Records from a data collection:
_____

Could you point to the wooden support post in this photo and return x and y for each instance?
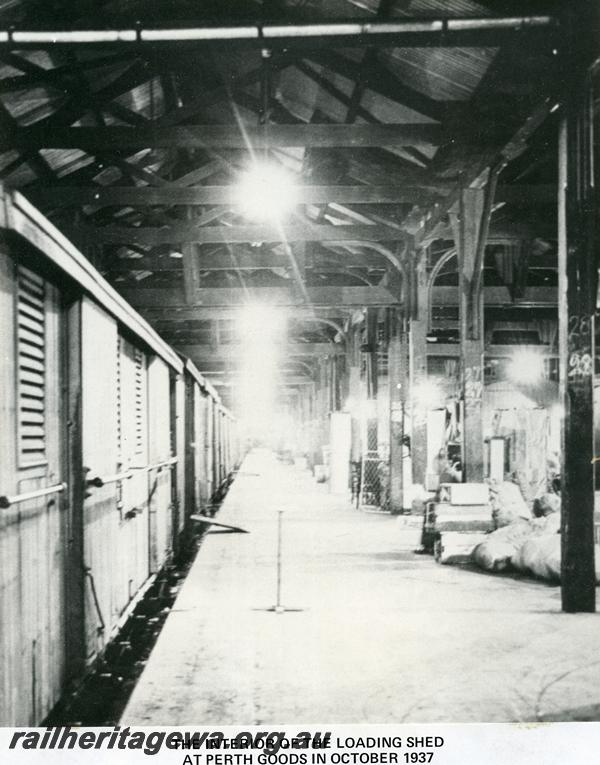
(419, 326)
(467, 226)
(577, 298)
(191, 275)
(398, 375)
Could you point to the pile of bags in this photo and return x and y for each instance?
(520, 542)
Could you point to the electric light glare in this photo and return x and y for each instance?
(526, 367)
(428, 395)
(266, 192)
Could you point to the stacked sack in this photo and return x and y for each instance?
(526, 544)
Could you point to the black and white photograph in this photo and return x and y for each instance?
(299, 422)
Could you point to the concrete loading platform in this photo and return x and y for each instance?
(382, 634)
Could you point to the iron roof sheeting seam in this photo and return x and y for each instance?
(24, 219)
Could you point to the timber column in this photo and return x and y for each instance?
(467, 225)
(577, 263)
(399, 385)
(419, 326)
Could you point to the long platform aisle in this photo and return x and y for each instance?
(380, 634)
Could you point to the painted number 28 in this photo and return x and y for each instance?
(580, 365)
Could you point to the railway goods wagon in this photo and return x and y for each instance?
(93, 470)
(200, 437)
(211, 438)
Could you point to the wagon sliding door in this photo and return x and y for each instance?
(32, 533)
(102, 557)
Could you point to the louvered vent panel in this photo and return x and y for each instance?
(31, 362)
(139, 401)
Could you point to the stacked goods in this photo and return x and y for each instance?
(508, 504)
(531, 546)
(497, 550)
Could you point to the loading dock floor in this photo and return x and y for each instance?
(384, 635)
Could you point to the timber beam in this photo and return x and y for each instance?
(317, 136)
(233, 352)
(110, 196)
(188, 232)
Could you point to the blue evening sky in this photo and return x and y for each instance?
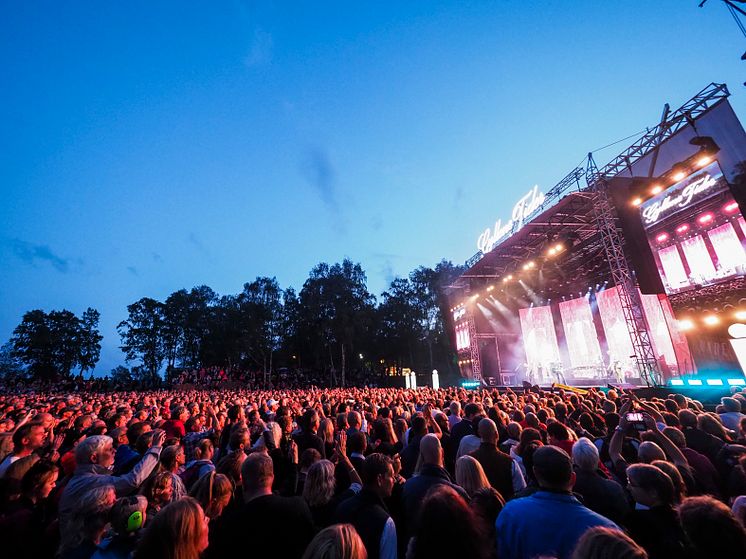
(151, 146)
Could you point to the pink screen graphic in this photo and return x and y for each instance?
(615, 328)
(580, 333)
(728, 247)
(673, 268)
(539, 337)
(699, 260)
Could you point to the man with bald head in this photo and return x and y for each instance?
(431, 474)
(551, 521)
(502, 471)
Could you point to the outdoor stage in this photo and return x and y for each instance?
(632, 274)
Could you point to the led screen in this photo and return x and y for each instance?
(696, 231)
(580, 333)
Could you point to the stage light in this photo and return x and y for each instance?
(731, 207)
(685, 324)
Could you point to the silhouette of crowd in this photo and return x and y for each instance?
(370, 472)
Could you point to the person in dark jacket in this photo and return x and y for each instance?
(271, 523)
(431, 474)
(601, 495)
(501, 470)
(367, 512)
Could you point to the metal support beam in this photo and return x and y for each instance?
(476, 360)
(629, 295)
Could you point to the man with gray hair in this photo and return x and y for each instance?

_____

_Problem_: Nothing but the lines from the one with "Could you point to the man with bald" through the last line of the data should appear; print them exactly.

_Reply_:
Could you point to the man with bald head in this photo and return x and y for each instance?
(431, 474)
(551, 521)
(502, 471)
Could you point to the outdoor stage in this photo and return x and y for each instance?
(632, 274)
Could you point to the led screen in this photo and return x and y for each instance?
(696, 231)
(580, 333)
Could you point to the stage light in this photo and return x and y for each instance?
(731, 207)
(685, 324)
Could you point to the silhouette of crowd in this photo and return x and y for each instance?
(370, 472)
Could you point to the person in dark jacket in this photo and return x and y for each instance?
(271, 523)
(431, 474)
(601, 495)
(501, 470)
(367, 512)
Could you point to the metal support beam in this photo and return x and y for each instance?
(476, 360)
(629, 295)
Could you point to the man with gray hair in this photo and return x and y for each instance?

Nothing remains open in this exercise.